__TEXT PASSAGE__.
· · · · · · ·
Tag Archives: women

Word Wars #1: Men and Women

This “Word Wars” series is a new thing I’m trying out. It’s hard to say out loud (Word Wars), but just roll with it for a minute.  Okay? Let’s go.

Challenge #1: Men and Women

Stop using the words “guys” and “males” and only use the word “men“. And stop using the words “girls” and “females” and only use the word “women“. (When referring to adults, of course.)

Where? In all things. Tweets, posts, emails, texting, comments, whatever. And perhaps most importantly, in your professional writing. Men and women only. Go!

Start now, and report back here in the comments on any changes you notice from doing this. Does it change how you think, how you write and speak, how people react to you? Whatever you think,  I want to know.

What is Word Wars?

Words are powerful things, right? Because not only are they the main way we communicate with each other, but they are the main tools we have for thinking our own thoughts. So these “Word Wars” posts are challenges to you, whoever you are, whatever you do, to change the way you use words and see how it affects you, either internally or outwardly. Anywhere you use words. In conversation, on Facebook, at work, personally, professionally, in your own head, whatever. It’s an experiment. Why? Because I’m curious.

 

Can men write good women characters?
· · · · · · ·
__RECORD LIST__.
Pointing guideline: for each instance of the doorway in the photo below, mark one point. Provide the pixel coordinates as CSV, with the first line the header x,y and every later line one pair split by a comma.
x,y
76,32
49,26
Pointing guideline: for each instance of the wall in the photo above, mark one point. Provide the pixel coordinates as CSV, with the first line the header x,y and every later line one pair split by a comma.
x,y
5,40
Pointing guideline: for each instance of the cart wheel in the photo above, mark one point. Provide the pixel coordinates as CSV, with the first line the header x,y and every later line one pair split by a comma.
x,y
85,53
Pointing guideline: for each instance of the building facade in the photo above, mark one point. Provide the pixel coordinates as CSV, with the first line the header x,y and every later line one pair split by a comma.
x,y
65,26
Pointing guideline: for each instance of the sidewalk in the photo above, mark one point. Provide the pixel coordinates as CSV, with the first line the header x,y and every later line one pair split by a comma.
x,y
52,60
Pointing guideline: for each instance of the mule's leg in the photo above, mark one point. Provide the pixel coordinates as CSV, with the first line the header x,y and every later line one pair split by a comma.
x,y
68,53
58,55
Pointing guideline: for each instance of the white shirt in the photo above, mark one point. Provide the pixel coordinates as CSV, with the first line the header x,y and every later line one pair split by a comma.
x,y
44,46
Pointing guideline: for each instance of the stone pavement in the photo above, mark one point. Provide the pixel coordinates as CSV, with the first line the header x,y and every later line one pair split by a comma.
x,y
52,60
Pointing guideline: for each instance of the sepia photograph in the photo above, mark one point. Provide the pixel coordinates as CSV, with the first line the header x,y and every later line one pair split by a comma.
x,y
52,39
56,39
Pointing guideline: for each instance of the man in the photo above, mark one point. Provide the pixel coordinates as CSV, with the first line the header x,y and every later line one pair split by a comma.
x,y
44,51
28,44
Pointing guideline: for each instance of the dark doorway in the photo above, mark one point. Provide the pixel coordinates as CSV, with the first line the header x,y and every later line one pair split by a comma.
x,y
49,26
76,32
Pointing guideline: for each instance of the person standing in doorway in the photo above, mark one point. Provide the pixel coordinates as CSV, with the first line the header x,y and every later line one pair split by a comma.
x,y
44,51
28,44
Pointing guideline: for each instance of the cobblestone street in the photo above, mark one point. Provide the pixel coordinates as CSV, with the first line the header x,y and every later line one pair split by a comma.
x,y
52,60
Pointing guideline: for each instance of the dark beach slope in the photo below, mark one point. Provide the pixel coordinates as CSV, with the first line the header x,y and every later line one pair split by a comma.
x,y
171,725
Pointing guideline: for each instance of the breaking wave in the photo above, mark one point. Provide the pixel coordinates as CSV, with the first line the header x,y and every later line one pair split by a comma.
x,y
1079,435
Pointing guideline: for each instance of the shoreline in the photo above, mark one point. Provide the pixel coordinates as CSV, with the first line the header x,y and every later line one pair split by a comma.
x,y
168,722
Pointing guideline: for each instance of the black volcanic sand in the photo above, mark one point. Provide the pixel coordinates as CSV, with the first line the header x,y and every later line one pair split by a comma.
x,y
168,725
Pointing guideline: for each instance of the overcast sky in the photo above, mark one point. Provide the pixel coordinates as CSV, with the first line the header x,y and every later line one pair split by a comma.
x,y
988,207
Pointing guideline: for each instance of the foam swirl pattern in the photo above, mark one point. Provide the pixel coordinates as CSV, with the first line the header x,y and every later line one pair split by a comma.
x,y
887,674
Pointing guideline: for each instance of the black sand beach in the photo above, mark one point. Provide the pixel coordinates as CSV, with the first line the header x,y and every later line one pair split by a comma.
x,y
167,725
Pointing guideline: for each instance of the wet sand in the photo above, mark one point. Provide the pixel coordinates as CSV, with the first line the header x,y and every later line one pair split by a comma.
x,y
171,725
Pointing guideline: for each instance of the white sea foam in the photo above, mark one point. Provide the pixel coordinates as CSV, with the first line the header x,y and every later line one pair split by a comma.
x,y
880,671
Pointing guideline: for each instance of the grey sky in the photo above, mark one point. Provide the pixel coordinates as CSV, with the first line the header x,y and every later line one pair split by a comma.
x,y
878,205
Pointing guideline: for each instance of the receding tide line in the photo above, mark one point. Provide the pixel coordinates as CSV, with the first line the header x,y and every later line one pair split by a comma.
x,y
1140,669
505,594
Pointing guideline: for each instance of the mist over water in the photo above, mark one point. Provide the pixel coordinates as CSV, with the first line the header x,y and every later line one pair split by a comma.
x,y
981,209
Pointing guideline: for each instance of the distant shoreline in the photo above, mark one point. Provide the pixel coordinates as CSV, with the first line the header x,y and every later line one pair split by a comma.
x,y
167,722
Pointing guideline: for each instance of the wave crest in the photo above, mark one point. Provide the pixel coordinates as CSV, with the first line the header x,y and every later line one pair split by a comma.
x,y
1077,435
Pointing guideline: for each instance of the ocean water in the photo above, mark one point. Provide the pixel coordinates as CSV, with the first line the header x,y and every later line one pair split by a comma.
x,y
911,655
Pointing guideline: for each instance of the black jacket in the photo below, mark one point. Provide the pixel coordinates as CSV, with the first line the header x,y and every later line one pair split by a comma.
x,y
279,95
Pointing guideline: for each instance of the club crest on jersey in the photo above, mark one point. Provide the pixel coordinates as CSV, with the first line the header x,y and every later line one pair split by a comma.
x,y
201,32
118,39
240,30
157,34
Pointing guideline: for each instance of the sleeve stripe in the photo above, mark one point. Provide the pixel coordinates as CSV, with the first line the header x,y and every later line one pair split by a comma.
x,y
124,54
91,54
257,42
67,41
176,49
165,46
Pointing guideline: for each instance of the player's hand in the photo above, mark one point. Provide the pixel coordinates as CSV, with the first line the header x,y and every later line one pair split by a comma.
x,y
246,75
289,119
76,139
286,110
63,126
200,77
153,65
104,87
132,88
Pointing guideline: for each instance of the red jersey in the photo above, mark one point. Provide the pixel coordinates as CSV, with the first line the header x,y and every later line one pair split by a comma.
· · · · · · ·
__WRITTEN TASKS__.
1. Write out the part of the Word Wars post that begins at the words "What is Word" and stops after the words "good women characters?".
2. Carry the Word Wars post forward from its final line.
The rows are separate material with no connection to the Word Wars post.

__RESPONSES BY TASK__.
1.
What is Word Wars?

Words are powerful things, right? Because not only are they the main way we communicate with each other, but they are the main tools we have for thinking our own thoughts. So these “Word Wars” posts are challenges to you, whoever you are, whatever you do, to change the way you use words and see how it affects you, either internally or outwardly. Anywhere you use words. In conversation, on Facebook, at work, personally, professionally, in your own head, whatever. It’s an experiment. Why? Because I’m curious.

 

Can men write good women characters?

2.
This is a stupid question. Can men write good women characters? Obviously, the answer is no. Men are idiots. Wait. No, I meant to say the other thing. Yes, (some) men can write (fairly) good women characters (sometimes). No, the real question is this: why can’t all men write good women characters all the time?

Here’s the thing. I’m a man (you’ll just have to take my word on that). And I wrote Elf Saga: Doomsday, which has a primary cast of five women, and is written from the first-person perspectives of those women. Now, the vast majority of the reviews of Elf Saga are fantastic 4- and 5-star ratings, so clearly some humans think it’s a good book. But who are my fans and who are my critics? Men or women?

(And before we go any further, yes, I know that this post looks like I’m tooting my own horn, but just wait until the end, please, because I am trying to make a very serious point. Thanks!)

Now, let’s look at the numbers.

Currently, there are 47 reviews of Elf Saga on Amazon.com, with an average rating of 4.3 out of 5 (thank you for that!). So let’s check out what the people are saying about the characters in Elf Saga, broken down by gender:

Gender Unknown

(aka “People who use weird screen names on Amazon”)

  • 3 stars: “I did enjoy the way the characters interacted with each other”
  • 4 stars: “the cast of lead characters are a well-written group of female protagonists, something I haven’t encountered too often in works of fantasy”
  • 5 stars: “The characters were great”
  • 5 stars: ” I love the idea of a band of adventurers that are mostly women instead of the standard fare of women being support only”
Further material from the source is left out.